* WHAT YOU HAVE TO DO
Where does the word "woman" occur in the material? Copy each line that has it.

====== INFORMATION SHOWN

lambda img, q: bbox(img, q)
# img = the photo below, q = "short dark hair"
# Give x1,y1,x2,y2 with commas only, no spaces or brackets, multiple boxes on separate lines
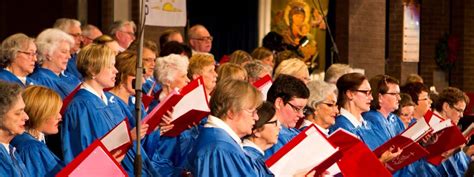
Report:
0,81,22,118
432,87,469,112
336,73,367,108
254,101,276,130
369,74,400,110
401,82,428,104
267,74,309,104
159,41,192,58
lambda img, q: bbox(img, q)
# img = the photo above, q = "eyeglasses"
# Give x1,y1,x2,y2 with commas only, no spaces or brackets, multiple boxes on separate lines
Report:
264,119,279,127
17,50,37,57
287,102,305,114
120,31,135,37
400,113,413,117
192,36,213,42
384,92,400,96
450,105,464,114
418,97,430,102
353,89,372,96
321,102,338,108
68,33,82,39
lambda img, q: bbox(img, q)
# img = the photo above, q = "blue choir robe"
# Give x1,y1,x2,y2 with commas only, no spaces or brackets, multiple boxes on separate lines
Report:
65,54,83,81
142,77,162,96
0,68,35,87
61,89,159,177
432,151,470,177
127,96,147,128
264,126,300,159
243,142,274,177
186,127,256,176
11,133,64,177
0,143,30,177
29,68,80,99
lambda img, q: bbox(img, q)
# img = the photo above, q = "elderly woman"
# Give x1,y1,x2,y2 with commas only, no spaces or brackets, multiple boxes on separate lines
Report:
216,63,247,84
302,80,339,135
273,58,310,84
188,53,218,96
430,87,471,177
244,60,272,84
187,79,262,176
11,86,64,177
329,73,401,164
0,82,30,177
61,44,158,176
0,33,37,87
243,101,279,177
30,28,80,99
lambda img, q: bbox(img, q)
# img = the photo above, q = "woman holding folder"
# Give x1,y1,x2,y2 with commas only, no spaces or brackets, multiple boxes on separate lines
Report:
10,86,64,177
0,82,30,177
61,44,158,176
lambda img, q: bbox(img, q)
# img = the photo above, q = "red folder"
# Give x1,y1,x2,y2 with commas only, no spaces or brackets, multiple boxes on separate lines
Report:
328,128,392,177
463,123,474,138
100,118,132,158
252,74,272,100
56,140,128,177
142,94,154,110
266,125,342,176
60,83,82,115
372,117,432,172
142,77,210,136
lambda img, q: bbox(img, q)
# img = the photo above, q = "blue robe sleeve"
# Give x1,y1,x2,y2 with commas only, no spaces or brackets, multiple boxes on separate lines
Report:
244,146,274,177
12,133,63,177
65,54,83,80
192,146,256,176
0,145,31,177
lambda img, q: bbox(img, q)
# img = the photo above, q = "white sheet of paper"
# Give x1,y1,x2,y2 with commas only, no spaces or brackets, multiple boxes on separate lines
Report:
401,118,431,141
100,121,130,152
171,84,209,120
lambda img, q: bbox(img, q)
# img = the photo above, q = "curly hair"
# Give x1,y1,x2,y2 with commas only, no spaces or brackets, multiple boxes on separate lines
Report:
0,33,35,68
0,81,22,118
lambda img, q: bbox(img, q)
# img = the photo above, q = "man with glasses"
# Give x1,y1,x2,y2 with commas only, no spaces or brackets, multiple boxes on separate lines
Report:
81,24,103,47
110,20,136,52
188,24,213,55
264,74,309,159
54,18,84,80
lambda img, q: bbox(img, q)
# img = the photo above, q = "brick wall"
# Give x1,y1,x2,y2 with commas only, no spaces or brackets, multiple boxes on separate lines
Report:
462,0,474,91
347,0,386,79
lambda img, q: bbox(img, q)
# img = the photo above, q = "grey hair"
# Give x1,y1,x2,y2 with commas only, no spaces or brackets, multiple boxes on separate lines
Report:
307,80,338,108
154,54,189,86
35,28,74,63
82,24,100,37
0,33,35,68
243,60,271,81
324,63,353,84
53,18,81,33
109,20,136,37
187,24,206,39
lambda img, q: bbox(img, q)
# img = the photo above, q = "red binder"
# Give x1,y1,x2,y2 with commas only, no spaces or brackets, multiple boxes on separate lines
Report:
56,140,128,177
421,110,467,165
252,74,272,100
100,118,132,158
372,117,432,172
328,128,392,177
142,94,154,110
60,83,82,115
142,77,210,136
266,125,342,176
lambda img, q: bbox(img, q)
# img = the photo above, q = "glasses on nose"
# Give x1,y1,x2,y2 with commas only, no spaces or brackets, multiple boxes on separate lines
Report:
450,105,464,114
17,50,37,58
120,31,135,37
287,102,304,114
384,92,400,96
418,97,430,102
68,33,82,39
192,36,213,42
321,102,338,108
353,89,372,96
264,119,279,127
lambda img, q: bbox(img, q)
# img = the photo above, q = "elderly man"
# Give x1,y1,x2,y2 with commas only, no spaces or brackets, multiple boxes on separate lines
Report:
188,24,213,55
53,18,83,80
81,24,103,46
110,20,136,52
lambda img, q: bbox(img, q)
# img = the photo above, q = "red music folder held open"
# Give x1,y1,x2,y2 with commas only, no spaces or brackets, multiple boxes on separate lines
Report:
56,140,128,177
266,124,342,177
142,77,210,136
99,118,132,158
328,128,392,177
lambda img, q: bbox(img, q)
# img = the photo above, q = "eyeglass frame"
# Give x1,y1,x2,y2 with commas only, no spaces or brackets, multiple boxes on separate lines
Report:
17,50,38,58
191,36,213,42
450,105,464,114
352,89,372,96
286,102,305,114
264,119,279,127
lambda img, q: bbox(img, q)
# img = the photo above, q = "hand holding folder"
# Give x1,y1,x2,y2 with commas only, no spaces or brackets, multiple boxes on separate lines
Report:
142,77,210,136
266,125,342,177
56,140,128,177
100,118,132,158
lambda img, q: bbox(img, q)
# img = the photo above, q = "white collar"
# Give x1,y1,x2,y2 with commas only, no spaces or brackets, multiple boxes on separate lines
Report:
301,119,313,128
205,115,243,149
340,108,365,128
314,123,329,136
242,139,264,155
5,67,26,84
82,83,108,105
1,143,10,154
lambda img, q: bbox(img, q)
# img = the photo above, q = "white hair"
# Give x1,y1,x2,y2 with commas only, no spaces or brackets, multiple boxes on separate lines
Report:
154,54,189,86
53,18,81,33
307,80,338,108
35,28,74,63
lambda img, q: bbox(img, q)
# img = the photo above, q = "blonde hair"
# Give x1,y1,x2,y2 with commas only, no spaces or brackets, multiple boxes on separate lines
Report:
23,86,62,130
114,51,137,87
154,54,189,86
251,47,273,61
273,58,307,79
210,79,262,119
229,50,252,66
188,53,215,78
217,63,247,83
77,43,115,80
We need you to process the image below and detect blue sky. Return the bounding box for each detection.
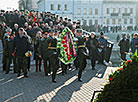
[0,0,19,10]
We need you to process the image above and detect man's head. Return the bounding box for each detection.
[19,28,24,36]
[133,33,138,39]
[6,28,12,35]
[122,33,126,39]
[14,24,19,28]
[90,32,95,38]
[100,32,104,38]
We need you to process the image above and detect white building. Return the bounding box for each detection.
[37,0,103,26]
[37,0,138,26]
[37,0,74,20]
[19,0,39,10]
[103,0,138,27]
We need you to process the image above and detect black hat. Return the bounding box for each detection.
[73,21,76,24]
[34,23,38,26]
[68,19,71,21]
[100,32,104,35]
[65,18,68,20]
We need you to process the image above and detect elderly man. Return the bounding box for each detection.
[12,28,32,77]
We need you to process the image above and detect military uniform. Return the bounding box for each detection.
[39,37,50,76]
[74,36,87,82]
[4,35,16,74]
[47,36,59,83]
[2,33,9,71]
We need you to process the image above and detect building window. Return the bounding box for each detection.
[106,18,110,24]
[89,8,92,15]
[58,4,61,10]
[119,8,121,13]
[89,20,92,25]
[112,19,116,24]
[84,8,87,15]
[113,8,116,13]
[125,8,127,13]
[124,18,127,24]
[83,20,87,25]
[130,18,133,24]
[77,8,81,15]
[50,4,54,10]
[64,4,68,11]
[118,19,121,24]
[130,8,133,14]
[107,8,110,14]
[95,20,98,25]
[95,9,98,15]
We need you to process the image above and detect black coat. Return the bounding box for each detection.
[39,37,49,60]
[118,38,130,53]
[86,38,99,60]
[34,37,41,60]
[12,35,31,57]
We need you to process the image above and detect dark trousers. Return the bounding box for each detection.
[78,59,87,80]
[35,59,42,72]
[91,59,96,69]
[99,50,105,64]
[4,56,16,73]
[61,62,67,75]
[121,52,126,61]
[26,57,31,71]
[2,57,7,71]
[43,59,51,75]
[49,54,59,81]
[16,56,28,76]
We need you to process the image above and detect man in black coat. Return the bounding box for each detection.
[86,32,99,70]
[118,33,130,61]
[12,28,32,77]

============

* THE COMPLETED TASK
# img = the photo above, q = "elderly woman"
# img = the photo above, q = "woman holding folder"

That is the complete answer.